_STATED EXERCISE_
In each of the rows below, switch "query" to "search term" and write the lines out again with everything else left the same.

==========

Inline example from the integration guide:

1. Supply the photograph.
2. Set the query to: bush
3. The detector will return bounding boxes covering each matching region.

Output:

==========

_THE SOLUTION_
Inline example from the integration guide:

1. Supply the photograph.
2. Set the search term to: bush
3. The detector will return bounding boxes covering each matching region.

Output:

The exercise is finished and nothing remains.